▶ _Extrait_
Autre asymétrie : selon la curieuse moyenne établie par les enquêtes sur la sexualité, les hommes auraient eu au cours de leur vie 11 partenaires, et les femmes 3, différence que le recours de certains hommes à la prostitution ne suffit pas à expliquer ; la source en est plutôt dans la sur-évaluation masculine et la sous-évaluation féminine : sur chaque sexe pèsent des attentes opposées, ce qui amène chacun d'eux à déformer la réalité en sens contraire.
Quant à l'intimité d'un couple établi, d'après les mêmes enquêtes, dans la majorité des cas c'est l'homme qui prend l'initiative du rapport sexuel — c'est du moins ce qui ressort des déclarations, dont on peut de même suspecter le conformisme, c'est-à-dire le respect des normes en matière d'activité sexuelle.

▶ _Données à analyser_
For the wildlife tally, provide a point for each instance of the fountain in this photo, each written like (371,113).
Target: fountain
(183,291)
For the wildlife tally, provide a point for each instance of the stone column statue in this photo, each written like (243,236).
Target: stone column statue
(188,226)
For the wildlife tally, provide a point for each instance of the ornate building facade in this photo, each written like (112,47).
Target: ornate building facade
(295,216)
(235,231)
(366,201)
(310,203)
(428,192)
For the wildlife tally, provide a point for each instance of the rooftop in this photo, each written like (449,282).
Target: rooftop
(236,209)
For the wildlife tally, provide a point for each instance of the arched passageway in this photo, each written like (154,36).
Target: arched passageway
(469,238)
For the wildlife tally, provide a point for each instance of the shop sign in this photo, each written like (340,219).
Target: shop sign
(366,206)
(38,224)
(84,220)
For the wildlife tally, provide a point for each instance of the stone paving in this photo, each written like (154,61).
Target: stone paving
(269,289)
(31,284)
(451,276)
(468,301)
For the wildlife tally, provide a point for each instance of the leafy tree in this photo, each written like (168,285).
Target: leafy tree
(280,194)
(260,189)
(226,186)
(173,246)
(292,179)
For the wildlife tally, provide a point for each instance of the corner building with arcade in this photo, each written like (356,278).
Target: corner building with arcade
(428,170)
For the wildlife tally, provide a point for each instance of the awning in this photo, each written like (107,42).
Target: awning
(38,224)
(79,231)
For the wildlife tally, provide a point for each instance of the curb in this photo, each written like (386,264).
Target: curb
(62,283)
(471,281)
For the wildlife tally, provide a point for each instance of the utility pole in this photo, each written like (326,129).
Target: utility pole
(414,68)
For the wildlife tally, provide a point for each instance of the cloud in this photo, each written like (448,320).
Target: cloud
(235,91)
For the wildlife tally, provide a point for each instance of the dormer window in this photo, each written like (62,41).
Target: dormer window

▶ _Travail demandé_
(1) Réécrivez le passage de l'extrait sur les enquêtes consacrées à la sexualité qui va de "Autre asymétrie : selon" à "en sens contraire.", en substituant "surestimation masculine" à "sur-évaluation masculine".
(2) Répondez d'après l'extrait sur les enquêtes consacrées à la sexualité.
(a) Combien de partenaires au cours de leur vie les hommes et les femmes auraient-ils eus en moyenne ?
(b) Dans la majorité des couples établis, qui prend l'initiative du rapport sexuel ?
(c) Comment l'extrait définit-il le conformisme ?
(3) Prolongez l'extrait sur les enquêtes consacrées à la sexualité à la suite de sa dernière phrase.

▶ _Corrigé des activités_
(1)
Autre asymétrie : selon la curieuse moyenne établie par les enquêtes sur la sexualité, les hommes auraient eu au cours de leur vie 11 partenaires, et les femmes 3, différence que le recours de certains hommes à la prostitution ne suffit pas à expliquer ; la source en est plutôt dans la surestimation masculine et la sous-évaluation féminine : sur chaque sexe pèsent des attentes opposées, ce qui amène chacun d'eux à déformer la réalité en sens contraire.

(2)
(a) Les hommes, 11 partenaires ; les femmes, 3.
(b) L'homme.
(c) Comme le respect des normes en matière d'activité sexuelle.

(3)
C'est seulement dans le monde abstrait des formules que deux personnes, A et B, — leur sexe étant indifférent — sont mues par des désirs d'intensité égale, et les expriment, soit simultanément, soit alternativement. Dans la "vraie vie", l'une des deux a toujours plus envie que l'autre, ou alors, si les deux ressentent du désir, ce n'est pas au même moment — ce décalage dans l'intensité ou le temps entraînant difficultés et incompréhension.
Notre monde est inégalitaire, et le sexe qui domine dans tous les domaines — politique, économique, social ou religieux — impose aussi les modes et les rythmes de la relation sexuelle : c'est le désir masculin qui fait la loi, à toutes les étapes — approche, attaque, déroulement et conclusion.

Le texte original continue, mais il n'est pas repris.